───── TRECHO DO TEXTO

Hey,
sonhadores!
Hoje, compartilho um trecho de O circo da noite, de Erin Morgenstern. É um dos meus livros favoritos (quem sabe não faço uma resenha) e acredito que irão gostar desse trecho.
— As histórias
mudaram, meu jovem — diz o homem de terno cinza, com uma tristeza quase
imperceptível na voz. — Não há mais batalhas entre o bem e o mal, não há mais
monstros para matar nem donzelas em perigo a serem resgatadas. Pela minha
experiência, a maioria das donzelas é perfeitamente capaz de se resgatar
sozinha, ao menos as que valem a pena. Não há mais histórias simples com
grandes buscas, feras e finais felizes. As buscas carecem de clareza, objetivos
e caminhos. As feras tomam diferentes formas e são difíceis de reconhecer pelo
que são. E nunca há finais, felizes ou não. As coisas continuam, sobrepondo-se
e se confundindo, sua história é parte da história de sua irmã e de muitas
outras histórias, e não há como dizer para onde qualquer uma delas pode levar.

──────────

## ATIVIDADES
a. Cite a parte do trecho de O circo da noite que começa com as palavras que contêm "Hoje, compartilho um" e termina em "gostar desse trecho.".
b. No trecho de O circo da noite, de que a maioria das donzelas é capaz, segundo o homem de terno cinza?
c. Dê continuidade ao trecho de O circo da noite a partir da última frase.
Os dados vêm de outra fonte, sem relação com o trecho.

───── DADOS

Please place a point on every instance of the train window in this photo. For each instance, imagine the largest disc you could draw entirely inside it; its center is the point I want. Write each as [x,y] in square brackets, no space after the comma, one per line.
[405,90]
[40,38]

──────────

## RESPOSTAS
a.
Hoje, compartilho um trecho de O circo da noite, de Erin Morgenstern. É um dos meus livros favoritos (quem sabe não faço uma resenha) e acredito que irão gostar desse trecho.

b. De se resgatar sozinha.

c.
Bem e mal são muito mais complexos do que uma princesa e um dragão, ou do que
um lobo e uma garotinha de capuz vermelho. E o dragão não é o herói da própria
história? O lobo não está simplesmente se comportando como um lobo? Mesmo sendo
um lobo que se dá o trabalho de se vestir como uma vovozinha para brincar com
sua presa.
Widget
dá um gole no vinho, considerando as palavras antes de responder.
—
Mas será que isso não significa que afinal nunca houve nenhuma história
simples? — pergunta.
O
homem de terno cinza dá de ombros, depois pega a garrafa de vinho e enche
novamente a própria taça.
— É uma questão complicada. O cerne
da história e as ideias por trás são simples. O tempo alterou e condensou suas
nuances, transformou-as em algo mais que uma história, maior que a soma de suas
partes. Mas isso requer tempo. As histórias mais verdadeiras requerem tempo e
familiaridade para se tornarem o que são.
(...)
—
A magia não é razão suficiente para viver? — pergunta Widget.
—
Magia — repete o homem de terno cinza, transformando a palavra numa risada. —
Isso não é magia. É a forma como o mundo é, só que poucas pessoas arranjam
tempo para parar e observar. Olhe ao redor — diz, indicando as mesas em volta.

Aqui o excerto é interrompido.